> _Textauszug_
......
Von Versicherungen und Banken erwarten seit einigen Jahren konstant knapp zwei Drittel (aktuell 63%) der befragten Haushalte Service- und Hilfsleistungen. Die Mittelwerte der Serviceerwartung in den vergangenen 15 Jahren lagen bei Versicherungen bei 49%, bei Banken bei 50% der privaten Haushalte. Innerhalb von 14 Jahren hat sich der Serviceerwartungswert der privaten Haushalte bei Versicherungen und Banken von elf Prozentpunkten im Jahre 2010 auf nun 63 Prozentpunkte im Jahre 2023 erhöht. Demgegenüber fordern deutlich gestiegene 85% der Befragten von ihren Krankenkassen Service- und Hilfsleistungen ein (Mittelwert der Vorjahre 65%). Bei Telefonanbietern zeigt sich eine Serviceerwartung von 51%, bei Energieanbietern von 37%, bei Online-Händlern von 44% und bei Automobilhändlern von 41% der Bevölkerung. Von Arbeitgebern erwarten 38% der privaten Haushalte besonderen Service.
Versicherer erkennen die Bedeutung innovativer Assistance-Leistungen
Im aktuellen Assistance Barometer 2023 wurde erneut eine repräsentative Anzahl deutscher Versicherungskonzerne und Einzelgesellschaften zur Einschätzung von Assistance-Leistungen befragt. Die Bedeutung der Assistance für das Geschäftsmodell der Versicherungswirtschaft, insbesondere für Aspekte der Kundenzentrierung und Kundenbindung, wird in der mittlerweile sechzehnjährigen Befragungshistorie auf konstant hohem, gegenüber den letzten Jahren nochmals ansteigendem Niveau bewertet. Im Jahre 2023 wird die Bedeutung dieser Serviceleistung seitens der Versicherungswirtschaft mit überzeugenden 90% als sehr hoch oder hoch eingeschätzt, womit die große Mehrheit der deutschen Versicherer der Assistance eine wichtige nachhaltige Geschäftsmodellfunktion zuerkennt. Die Bedeutung von Assistance-Leistungen für die Kundenzentrierung lag seit dem O Jahre 2016 auf einem konstanten Level von 80%, stieg erstmals 2021 wieder auf 83%, um 2022 einen Zustimmungswert von 89% und aktuell sogar ein Mehrjahreshoch von 90% zu erlangen. Erneut sieht kein Versicherungsunternehmen der Befragung Assistance als bedeutungslos für das versicherungsbetriebliche Geschäftsmodell an.
Als Grundnutzen ihres Produkt- und Serviceangebots versucht die Versicherungswirtschaft über den gesamten Zeitraum des Assistance-Barometers eine Kundenzentrierung und serviceorientierte Arrondierung ihres Angebotes via Assistance-Leistungen anzustreben. Zur Gewinnung einer Unique Selling Proposition sollen Assistance-Produkte auch und besonders in einer digitalen Gesellschaft Serviceleistungen ermöglichen, die dem Versicherungsnehmer neben dem Grundnutzen der Schadenabsicherung Servicemehrwerte im Sinne einer kundenbindenden Maßnahme zur Ermöglichung einer „Customer Journey“ bieten. Beispiele wären Mobilitätsgarantien bei Pannen oder Unfällen des eigenen Fahrzeugs oder die Bereitstellung eines Ersatzfahrzeugs nach einem Unfall im Bereich Kfz sowie die Organisation und Durchführung von Krankenrücktransporten im Bereich Reiseversicherung oder die medizinische Hotline für alle Fragen rund um Gesundheit.
......
> _Bereitgestellte Daten_

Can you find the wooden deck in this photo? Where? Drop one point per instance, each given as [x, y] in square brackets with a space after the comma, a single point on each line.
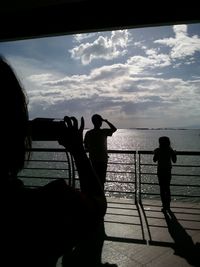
[142, 236]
......
> _Gestellte Aufgabe A_
Übernehmen Sie aus dem Auszug über Assistance-Leistungen wortgetreu den Abschnitt, der mit den Worten „Von Versicherungen und“ beginnt und mit „Haushalte besonderen Service.“ endet.
> _Gestellte Aufgabe B_
Prüfen Sie, ob die folgenden Aussagen mit dem Auszug über Assistance-Leistungen übereinstimmen, und belegen Sie jede Antwort mit einem wörtlichen Zitat:
(i) 85 % der Befragten erwarten von ihren Krankenkassen Service- und Hilfsleistungen.
(ii) Die Serviceerwartung an Energieanbieter ist höher als die an Online-Händler.
(iii) Mindestens ein befragtes Versicherungsunternehmen hält Assistance für bedeutungslos.
> _Gestellte Aufgabe C_
Führen Sie den Auszug über Assistance-Leistungen der Versicherer im Anschluss an seinen letzten Satz weiter.

> _Antwort A_
Von Versicherungen und Banken erwarten seit einigen Jahren konstant knapp zwei Drittel (aktuell 63%) der befragten Haushalte Service- und Hilfsleistungen. Die Mittelwerte der Serviceerwartung in den vergangenen 15 Jahren lagen bei Versicherungen bei 49%, bei Banken bei 50% der privaten Haushalte. Innerhalb von 14 Jahren hat sich der Serviceerwartungswert der privaten Haushalte bei Versicherungen und Banken von elf Prozentpunkten im Jahre 2010 auf nun 63 Prozentpunkte im Jahre 2023 erhöht. Demgegenüber fordern deutlich gestiegene 85% der Befragten von ihren Krankenkassen Service- und Hilfsleistungen ein (Mittelwert der Vorjahre 65%). Bei Telefonanbietern zeigt sich eine Serviceerwartung von 51%, bei Energieanbietern von 37%, bei Online-Händlern von 44% und bei Automobilhändlern von 41% der Bevölkerung. Von Arbeitgebern erwarten 38% der privaten Haushalte besonderen Service.

> _Antwort B_
(i) Ja: „fordern deutlich gestiegene 85% der Befragten von ihren Krankenkassen Service- und Hilfsleistungen ein“
(ii) Nein: „bei Energieanbietern von 37%, bei Online-Händlern von 44%“
(iii) Nein: „Erneut sieht kein Versicherungsunternehmen der Befragung Assistance als bedeutungslos für das versicherungsbetriebliche Geschäftsmodell an.“

> _Antwort C_
Vor dem Hintergrund dieser Ziele bewertet die Versicherungswirtschaft ihre Assistance-Leistungen und Serviceangebote wie folgt und ordnet ihnen die nachfolgenden Attribute und Mehrwerte zu:
Assistance dient ...
- ... der Imageverbesserung eines Versicherungsunternehmens
Zu den Vorjahren leicht reduzierte, aber weiterhin beeindru- ckende 79% der befragten Versicherungsunternehmen stimmen dieser Aussage zu.
- ... als Instrument zur Kundenbindung und Verringerung der Stornoquote
Weiterhin stimmen knapp zwei Drittel der Versicherungsunternehmen diesem Attribut zu.
- ... als Instrument der Produkt- und Sortimentserweiterung
Mit zu den Vorjahren ansteigender Zustimmung von 75% der Versicherungsunternehmen erreicht das Attribut der Produkt-/Sortimentserweiterung als Element einer Kundenzentrierung ein Sieben-Jahres-Hoch.
- ... als Werbeinstrument
Erneut sehen 70% der Versicherungsunternehmen in Assistance-Leistungen ein bedeutendes Werbe- und Marketinginstrument.
- ... als Instrument einer effizienten Schadenbearbeitung
Immerhin 71% der Versicherungsunternehmen qualifizieren Assistance als Hebel zur Verbesserung der Schadenbearbeitung.
- ... als Instrument zur Steigerung der Kundenzufriedenheit
Als Höchstwert der vergangenen zehn Jahre sehen aktuell 93% der Versicherungsunternehmen in der Assistance ein wichtiges Element zur Schaffung von Kundenzufriedenheit.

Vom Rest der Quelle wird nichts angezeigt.